Short problem>
In this exercise, return the whole listing exactly, excluding any images.

* BEGIN Source material *

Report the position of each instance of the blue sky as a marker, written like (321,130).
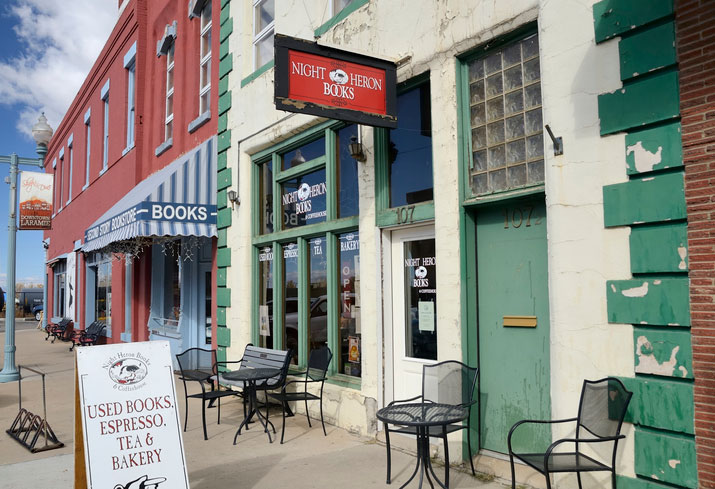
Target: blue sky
(42,66)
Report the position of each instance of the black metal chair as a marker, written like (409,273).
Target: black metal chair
(315,373)
(199,365)
(601,411)
(448,382)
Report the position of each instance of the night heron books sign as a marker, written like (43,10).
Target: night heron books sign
(329,82)
(130,420)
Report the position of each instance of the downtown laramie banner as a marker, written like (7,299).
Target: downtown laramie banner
(130,420)
(35,200)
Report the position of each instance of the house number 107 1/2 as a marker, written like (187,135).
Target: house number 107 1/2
(520,216)
(405,214)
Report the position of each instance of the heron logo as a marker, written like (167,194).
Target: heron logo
(128,371)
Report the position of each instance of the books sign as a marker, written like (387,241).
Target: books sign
(130,419)
(35,200)
(329,82)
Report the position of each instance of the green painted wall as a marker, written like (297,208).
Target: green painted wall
(662,351)
(652,202)
(659,248)
(652,149)
(653,301)
(666,457)
(646,200)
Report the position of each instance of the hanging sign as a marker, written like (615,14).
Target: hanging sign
(130,420)
(35,200)
(329,82)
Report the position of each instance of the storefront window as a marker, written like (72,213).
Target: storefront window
(318,200)
(506,122)
(304,199)
(318,294)
(290,299)
(265,297)
(420,299)
(60,278)
(349,304)
(265,179)
(348,204)
(307,152)
(409,151)
(103,293)
(172,284)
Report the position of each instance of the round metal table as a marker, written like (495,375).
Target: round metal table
(422,415)
(250,376)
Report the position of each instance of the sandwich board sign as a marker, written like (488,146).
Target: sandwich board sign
(129,418)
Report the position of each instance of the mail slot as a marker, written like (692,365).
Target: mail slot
(520,321)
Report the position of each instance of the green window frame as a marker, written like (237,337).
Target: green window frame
(330,229)
(387,216)
(464,118)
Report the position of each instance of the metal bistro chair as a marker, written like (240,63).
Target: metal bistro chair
(199,365)
(316,372)
(448,382)
(601,411)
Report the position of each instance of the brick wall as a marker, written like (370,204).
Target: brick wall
(695,20)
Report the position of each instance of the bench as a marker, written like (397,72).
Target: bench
(59,330)
(257,357)
(89,336)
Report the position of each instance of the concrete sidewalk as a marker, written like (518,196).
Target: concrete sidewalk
(306,460)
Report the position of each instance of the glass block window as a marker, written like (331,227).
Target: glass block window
(505,119)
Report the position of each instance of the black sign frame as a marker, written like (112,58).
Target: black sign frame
(283,44)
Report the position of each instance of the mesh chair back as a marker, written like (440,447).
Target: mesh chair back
(196,359)
(602,408)
(318,363)
(449,382)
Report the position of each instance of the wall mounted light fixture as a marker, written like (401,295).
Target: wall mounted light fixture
(233,198)
(356,150)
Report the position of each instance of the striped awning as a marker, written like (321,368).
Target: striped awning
(178,200)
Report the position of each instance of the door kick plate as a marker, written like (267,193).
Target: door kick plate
(520,321)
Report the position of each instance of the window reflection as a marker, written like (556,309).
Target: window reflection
(410,149)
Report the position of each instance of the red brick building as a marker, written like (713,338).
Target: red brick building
(696,42)
(133,235)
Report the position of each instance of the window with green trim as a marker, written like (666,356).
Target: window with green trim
(506,126)
(404,162)
(307,263)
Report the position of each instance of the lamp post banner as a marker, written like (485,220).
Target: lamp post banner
(130,419)
(35,200)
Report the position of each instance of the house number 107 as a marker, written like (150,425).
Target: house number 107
(405,214)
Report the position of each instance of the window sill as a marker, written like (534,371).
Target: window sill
(257,73)
(163,147)
(354,5)
(199,121)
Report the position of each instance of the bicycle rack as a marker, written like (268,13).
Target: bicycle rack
(29,426)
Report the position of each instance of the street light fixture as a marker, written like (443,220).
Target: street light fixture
(42,133)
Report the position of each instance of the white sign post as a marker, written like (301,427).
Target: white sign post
(130,419)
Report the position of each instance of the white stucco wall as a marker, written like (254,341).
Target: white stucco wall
(428,36)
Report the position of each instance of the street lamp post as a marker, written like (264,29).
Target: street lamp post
(41,132)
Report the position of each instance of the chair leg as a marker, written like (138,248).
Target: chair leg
(321,416)
(446,460)
(203,417)
(283,405)
(307,413)
(389,458)
(469,446)
(511,462)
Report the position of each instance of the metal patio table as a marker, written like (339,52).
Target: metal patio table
(250,376)
(423,415)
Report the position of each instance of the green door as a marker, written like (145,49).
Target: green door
(512,294)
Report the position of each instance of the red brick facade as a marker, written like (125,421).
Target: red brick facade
(696,48)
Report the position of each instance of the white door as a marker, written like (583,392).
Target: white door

* END Source material *

Written response>
Report the position of each instance of the blue sky as a marker, written like (321,130).
Target: blue sky
(42,66)
Report the position of each instance of the black metal chair as a marker, written like (409,273).
Target: black metal chair
(315,373)
(199,365)
(601,411)
(448,382)
Report the position of each instance of the night heron books sign as a marker, written like (43,10).
Target: night heron books sign
(329,82)
(130,420)
Report the position of each instance of the downtown laramie banner as a marker, written like (7,299).
Target: downtown laramie banner
(130,420)
(35,200)
Report the position of each instance of the house number 107 1/2 as a marker, written like (187,135).
Target: house number 107 1/2
(520,216)
(405,214)
Report the position of each instance of the heron logo as a marker, written like (167,194).
Target: heron logo
(128,371)
Report the position of each instance of the books sign as a marker, written like (387,241).
Target: books sign
(130,419)
(35,200)
(329,82)
Report the position of each instance of the green painted wall as a marker, written like (297,208).
Target: green painted wall
(662,351)
(652,202)
(659,248)
(652,149)
(653,301)
(666,457)
(646,200)
Report the position of each instance of the hanging sign as a marker, written like (615,14).
Target: hanging sign
(130,420)
(35,200)
(329,82)
Report the position of each instance of the storefront window as a marker, written like (72,213).
Target: storefront window
(318,200)
(506,122)
(304,199)
(318,294)
(290,299)
(265,297)
(420,299)
(60,278)
(349,304)
(265,179)
(348,204)
(307,152)
(409,151)
(103,293)
(172,284)
Report the position of each instance of the round metal table as a marker, written like (495,375).
Target: round metal table
(422,415)
(250,376)
Report the position of each instance of the sandwich board sign as a marker, written like (488,146).
Target: sandwich board sign
(129,418)
Report the position of each instance of the mail slot as a marker, written like (692,365).
Target: mail slot
(520,321)
Report the position of each instance of the green window frame as a marker, written like (237,337).
Target: green window frame
(330,229)
(387,216)
(464,118)
Report the position of each instance of the metal bistro chair as a marker, written like (240,63).
Target: metal bistro chair
(199,365)
(316,372)
(448,382)
(601,411)
Report the position of each instance of the brick wall as a marker, written like (370,204).
Target: brick wall
(695,20)
Report the position of each instance of the bench as a marker, written like (397,72).
Target: bench
(59,330)
(257,357)
(89,336)
Report the position of each instance of the concrete sidewalk as a marker, written like (518,196).
Target: concrete sidewalk
(306,460)
Report the position of each instance of the glass block window as a marker, written like (331,227).
Target: glass block window
(505,119)
Report the position of each instance of the black sign frame as a marker, written like (112,58).
Target: black sign frame
(283,44)
Report the position of each instance of the mesh chair back as a marker, written like (440,447).
Target: mesh chair back
(196,359)
(602,408)
(318,363)
(449,382)
Report the position of each instance of the wall mounted light fixture as a marker, written like (401,295).
Target: wall mounted light fixture
(233,198)
(356,150)
Report the position of each instance of the striped awning as a marker, written like (321,368).
Target: striped awning
(178,200)
Report the position of each instance of the door kick plate as a marker, written like (267,193).
Target: door kick plate
(520,321)
Report the position of each instance of the window reflection as a marker, written like (556,309).
Target: window reflection
(410,149)
Report the position of each instance of the red brick building as a marker, written like (713,338).
Target: red brick building
(696,42)
(133,235)
Report the position of each instance of the window with green trim as a marker, written like (666,356).
Target: window with green trim
(506,126)
(404,162)
(307,263)
Report the position of each instance of the lamp post banner as a marker, written like (485,220).
Target: lamp post banner
(130,419)
(35,200)
Report the position of each instance of the house number 107 as a marker, written like (150,425).
Target: house number 107
(405,214)
Report the position of each instance of the window sill as a marker, written like (534,371).
Target: window sill
(257,73)
(163,147)
(354,5)
(199,121)
Report the position of each instance of the bicycle rack as a marker, written like (268,13).
Target: bicycle rack
(29,426)
Report the position of each instance of the street light fixture as a marker, written like (443,220).
Target: street light fixture
(42,133)
Report the position of each instance of the white sign post as a marker, written like (301,427).
Target: white sign post
(130,419)
Report the position of each instance of the white stucco wall as a marker, written like (254,341).
Target: white stucco wall
(428,36)
Report the position of each instance of the street lamp post as a marker, written like (264,29).
Target: street lamp post
(41,132)
Report the position of each instance of the chair leg as a marker, written like (138,248).
Target: chair leg
(321,416)
(446,460)
(203,417)
(283,405)
(307,413)
(389,458)
(469,446)
(511,462)
Report the position of each instance of the metal patio table as a marker, written like (339,52).
Target: metal patio table
(250,376)
(423,415)
Report the position of each instance of the green door as a marker, written like (145,49).
Target: green door
(512,294)
Report the position of each instance of the red brick facade as a marker, written like (125,421).
Target: red brick facade
(696,48)
Report the position of each instance of the white door as a marker, written like (583,392).
Target: white door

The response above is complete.